- **Task input**
++++++++

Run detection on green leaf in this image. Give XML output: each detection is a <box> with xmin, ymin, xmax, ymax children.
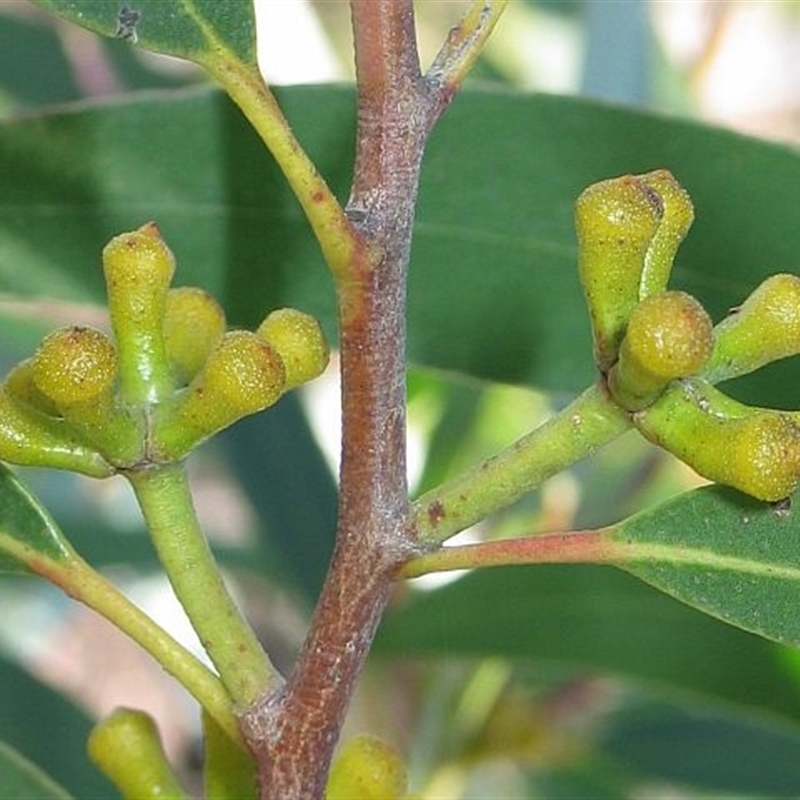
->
<box><xmin>611</xmin><ymin>487</ymin><xmax>800</xmax><ymax>645</ymax></box>
<box><xmin>375</xmin><ymin>565</ymin><xmax>800</xmax><ymax>719</ymax></box>
<box><xmin>0</xmin><ymin>464</ymin><xmax>74</xmax><ymax>572</ymax></box>
<box><xmin>0</xmin><ymin>86</ymin><xmax>800</xmax><ymax>405</ymax></box>
<box><xmin>0</xmin><ymin>741</ymin><xmax>71</xmax><ymax>800</ymax></box>
<box><xmin>35</xmin><ymin>0</ymin><xmax>255</xmax><ymax>65</ymax></box>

++++++++

- **The task**
Copy every line above word for word, leaving out the picture.

- **Expected answer**
Run detection on green leaf in this image. Give XML output: each detection is a <box> with xmin, ymin, xmax, ymax children.
->
<box><xmin>611</xmin><ymin>487</ymin><xmax>800</xmax><ymax>645</ymax></box>
<box><xmin>375</xmin><ymin>565</ymin><xmax>800</xmax><ymax>719</ymax></box>
<box><xmin>0</xmin><ymin>464</ymin><xmax>74</xmax><ymax>572</ymax></box>
<box><xmin>0</xmin><ymin>86</ymin><xmax>800</xmax><ymax>405</ymax></box>
<box><xmin>0</xmin><ymin>741</ymin><xmax>71</xmax><ymax>800</ymax></box>
<box><xmin>35</xmin><ymin>0</ymin><xmax>255</xmax><ymax>65</ymax></box>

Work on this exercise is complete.